— START OF PASSAGE PROVIDED —

After lagging behind a widespread global rally, India’s market is showing signs of a shift, with fundamental indicators suggesting a bottoming out of the earnings cycle. A senior analyst noted that while global and emerging markets have seen gains of 30% year-to-date, India has been a “relative laggard.”
Underperformance Rooted in Earnings Cycle and Valuation
The recent underperformance stems from a confluence of factors, including a nearly year-long downturn in corporate earnings and stretched valuations at the beginning of the period. “The combination of higher valuation with earnings in a down cycle for a year is what has caused India to underperform,” one analyst explained. Other economies, meanwhile, benefited from more robust policy support.
However, the tide appears to be turning. Recent quarterly reports have been “pretty decent,” with upgrades particularly evident in the financial segment, signaling a potential reversal of the earnings slump. This improvement is crucial, as a recovery in earnings is expected to attract foreign institutional investors (FIIs) back to the Indian market.
FII Flows Could Surge as Valuations Become More Attractive
The market has already witnessed consistent FII inflows in recent months, and analysts believe this trend could be sustained as India’s fundamentals strengthen. While approximately $45 billion in net inflows have entered the market since April – coinciding with the global rally – India remains in a deficit of $16 billion year-to-date.
Notably, India currently represents one of the most underweight positions in emerging market portfolios, with allocations at nearly two-decade lows. As earnings rebound, investors will likely need to rebalance their portfolios, potentially driving increased allocations and further inflows into India.
Emerging Market Rotation Favors India’s Potential
The current global investment landscape is characterized by a rotation among emerging markets, as investors seek opportunities beyond the United States. A weakening dollar, slowing US growth, and anticipated rate cuts from the Federal Reserve are creating a favorable environment for emerging economies.
“The environment of non-recessionary Fed cuts is always good for asset markets including in EM,” one analyst stated. The dollar is currently estimated to be 15% overvalued, and continued weakness would further bolster emerging market equities. Throughout the year, investor focus has shifted from Europe to Latin America, then to Asia and South Africa, with India and parts of the Middle East representing the current laggards.
While caution remains regarding the Middle East due to oil market uncertainties, India is emerging as a compelling “catch-up story.” Valuations, though still somewhat elevated, are less stretched than they were a year ago, and the return of FII flows is setting the stage for a potential rally.

— END OF PASSAGE PROVIDED —
— START OF SUPPLIED INFORMATION —

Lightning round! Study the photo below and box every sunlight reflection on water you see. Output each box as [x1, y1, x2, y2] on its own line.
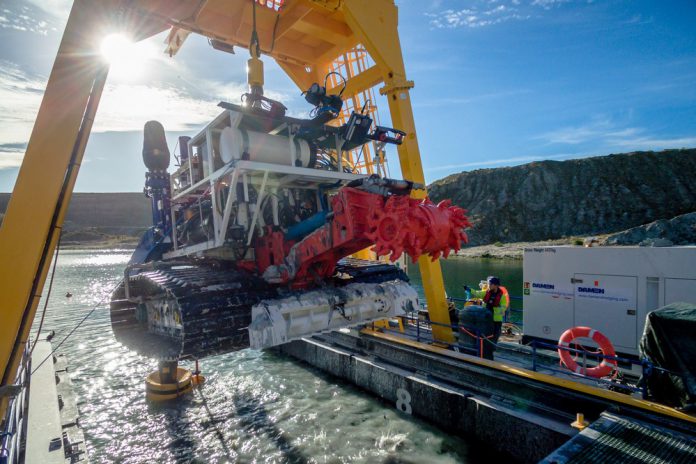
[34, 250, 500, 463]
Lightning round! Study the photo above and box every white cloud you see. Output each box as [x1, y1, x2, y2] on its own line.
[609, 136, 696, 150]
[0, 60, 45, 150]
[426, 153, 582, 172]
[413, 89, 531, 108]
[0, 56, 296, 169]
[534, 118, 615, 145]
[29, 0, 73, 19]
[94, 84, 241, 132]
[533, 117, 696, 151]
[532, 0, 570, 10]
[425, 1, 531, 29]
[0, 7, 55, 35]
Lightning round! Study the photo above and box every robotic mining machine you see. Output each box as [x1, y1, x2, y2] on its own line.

— END OF SUPPLIED INFORMATION —
— START OF SUPPLIED INFORMATION —

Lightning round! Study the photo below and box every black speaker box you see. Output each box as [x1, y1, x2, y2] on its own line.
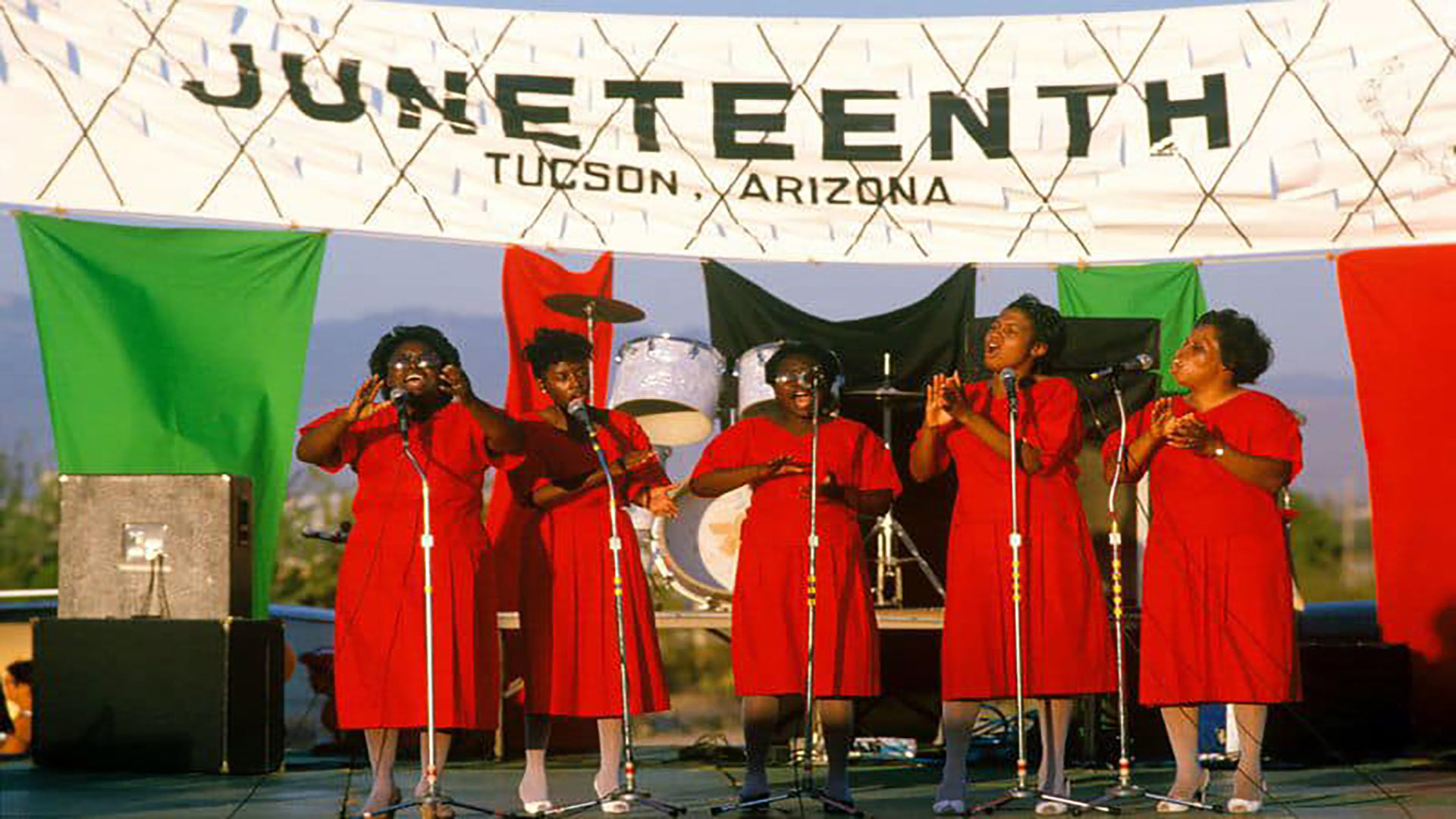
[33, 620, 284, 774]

— END OF SUPPLIED INFORMATION —

## CHALLENGE 1
List the factors that the passage on India's stock market says are creating a favorable environment for emerging economies.
## CHALLENGE 2
Translate this sentence from the passage on India's stock market into Spanish: "The dollar is currently estimated to be 15% overvalued, and continued weakness would further bolster emerging market equities."
## CHALLENGE 3
According to the passage on India's stock market, how large is India's year-to-date deficit in foreign institutional investor flows?
The records come from a separate source and are unrelated to the passage on India's stock market.

## FINISHED ANSWER 1
- A weakening dollar
- Slowing US growth
- Anticipated rate cuts from the Federal Reserve

## FINISHED ANSWER 2
Actualmente se estima que el dólar está sobrevalorado en un 15 %, y una debilidad continuada impulsaría aún más las acciones de los mercados emergentes.

## FINISHED ANSWER 3
$16 billion.